• _Selected extract_

====

# The Museum.



## TaliZorah (Feb 28, 2015)

I can't believe how snotty some of the artists are in the Museum.
Picking fights when people ask for critiques and pricing is absolutely ridiculous.

And if you can't draw yourself, you get hella overlooked, especially on commission threads.
Not trying to start anything with anyone in particular, but I'm straying far away from that part of the forum from now. What a joke. I remember when people were so chill there.

Does everyone ONLY do irl money commissions?
I miss the days when we could do everything solely in-game.


----------



## Mariah (Feb 28, 2015)

Okay? What do you expect us to do about it?


----------



## Aradai (Feb 28, 2015)

lots of people rely solely on RLC commissions because it's tough making ends meet lately. they're lucky to get buyers here. $ is waaayyyy better than game currency.


----------



## TaliZorah (Feb 28, 2015)

Mariah said:


> Okay? What do you expect us to do about it?



Nothing, lol. I never vent, let me do it.

As for making ends meet, I understand. But at least they have some type of talent.
Stop waving it in other people's faces like rich children while the rest of us have to do a daily, everyday job.


----------



## Zane (Feb 28, 2015)

Aradai said:


> lots of people rely solely on RLC commissions because it's tough making ends meet lately. they're lucky to get buyers here. $ is waaayyyy better than game currency.



lol, nicer way of saying what i was gonna say 
i dont know how your other concerns about the museum could even be addressed, OP, since it sounds like problems with the members and not the board itself. o_o'


----------



## TaliZorah (Feb 28, 2015)

Zane said:


> lol, nicer way of saying what i was gonna say
> i dont know how your other concerns about the museum could even be addressed, OP, since it sounds like problems with the members and not the board itself. o_o'



Nah, IT IS the members.
You can call me salty or w/e, but I'm honestly upset.

I'm seeing good members turn into brats and it makes me upset.

Then there's amazing, awesome, kind artists who take care of their customers and price accordingly.
So it's like a double-edged sword.


----------



## Murray (Feb 28, 2015)

====

[Saved entries]
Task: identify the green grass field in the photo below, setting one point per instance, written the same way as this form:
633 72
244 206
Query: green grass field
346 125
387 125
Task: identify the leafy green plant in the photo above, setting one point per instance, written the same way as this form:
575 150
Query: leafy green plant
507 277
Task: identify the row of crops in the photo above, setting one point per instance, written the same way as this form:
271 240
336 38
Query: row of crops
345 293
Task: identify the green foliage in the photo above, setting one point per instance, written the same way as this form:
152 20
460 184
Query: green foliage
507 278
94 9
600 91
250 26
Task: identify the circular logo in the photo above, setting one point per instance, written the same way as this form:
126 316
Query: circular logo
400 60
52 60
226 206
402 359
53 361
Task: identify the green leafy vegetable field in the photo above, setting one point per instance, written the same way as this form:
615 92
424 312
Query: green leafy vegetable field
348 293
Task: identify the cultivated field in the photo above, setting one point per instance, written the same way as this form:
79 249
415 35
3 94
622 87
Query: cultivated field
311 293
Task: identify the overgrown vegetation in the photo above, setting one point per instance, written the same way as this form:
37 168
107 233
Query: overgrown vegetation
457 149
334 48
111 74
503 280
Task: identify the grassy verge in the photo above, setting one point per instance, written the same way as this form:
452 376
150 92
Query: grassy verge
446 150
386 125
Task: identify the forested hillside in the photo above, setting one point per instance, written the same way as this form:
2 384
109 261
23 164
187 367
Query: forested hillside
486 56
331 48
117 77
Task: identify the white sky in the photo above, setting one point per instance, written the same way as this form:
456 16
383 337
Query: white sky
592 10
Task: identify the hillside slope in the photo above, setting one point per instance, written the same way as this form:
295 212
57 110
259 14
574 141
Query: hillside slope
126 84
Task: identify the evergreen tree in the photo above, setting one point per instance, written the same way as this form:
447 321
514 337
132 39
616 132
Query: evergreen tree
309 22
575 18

====

• _Things to do_
1: Answer the following about the forum thread about the Museum:
(a) In TaliZorah's first post, on which threads do people who cannot draw get especially overlooked?
(b) What does Aradai say is much better than game currency?
(c) Replying to Zane, whom does TaliZorah identify as the problem?
2: Write the next portion of the forum thread about the Museum, starting from the point at which it stops.

• _Answer set_
1:
(a) Commission threads.
(b) $.
(c) The members.

2:
I don't get it, are you jealous of more talented artists than yourself and the fact that they make money and you don't? Or are you salty because you can't afford the art??


----------



## TaliZorah (Feb 28, 2015)

Murray said:


> I don't get it, are you jealous of more talented artists than yourself and the fact that they make money and you don't? Or are you salty because you can't afford the art??



Welp



TaliZorah said:


> I'm seeing good members turn into brats and it makes me upset.



Why do people jump to conclusions about being salty.
I've learned a lot from people here and I'm not salty because they're more talented than me.
I personally think I do damn good gfx and I like it that way.


----------



## Murray (Feb 28, 2015)

TaliZorah said:


> Welp
> 
> 
> 
> ...



lol ok i think i saw the thread that sparked this from you and tbh I can't blame you, it's pretty funny


----------



## TaliZorah (Feb 28, 2015)

Murray said:


> lol ok i think i saw the thread that spark this from you and tbh I can't blame you, it's pretty funny



Anybody could.
Everybody says the same thing but I get thrashed for it.
Why? Because I don't do art like everyone else?

- - - Post Merge - - -

I know it's dumb, but I give out a lot of things for free, do raffles and try to treat everyone fair.
But when I'm called out for giving an honest opinion, **** pisses me off.

It feels like highschool drama. I know what's wrong now and I'll stay away from those users.
Just needed to vent tbh.


----------



## Bowie (Feb 28, 2015)

Honey, to be honest, all you can do is set an example. Do what you feel is right and stop caring whether or not people are doing the same. I know it sucks, but you can't change people. If I could, there'd be a lot I'd change, but I can't, so I don't worry about it. I just do what I think is right and give people the opportunity to do the same.


----------



## TaliZorah (Feb 28, 2015)

Bowie said:


> Honey, to be honest, all you can do is set an example. Do what you feel is right and stop caring whether or not people are doing the same. I know it sucks, but you can't change people. If I could, there'd be a lot I'd change, but I can't, so I don't worry about it. I just do what I think is right and give people the opportunity to do the same.



Amen. Thank you.


----------



## tobi! (Feb 28, 2015)

Well...this will probably come back to bite me...I somewhat agree with you?

Some users, NOT ALL OF THEM, are put up on a pedestal for having a talent which many people want and that can lead to some arrogance. You can't really just blame the artists, some of the buyers are savages as well. And I mean SAVAGE. & I totally know what thread you were talking about.


----------



## Bowie (Feb 28, 2015)

TaliZorah said:


> Amen. Thank you.



You're welcome.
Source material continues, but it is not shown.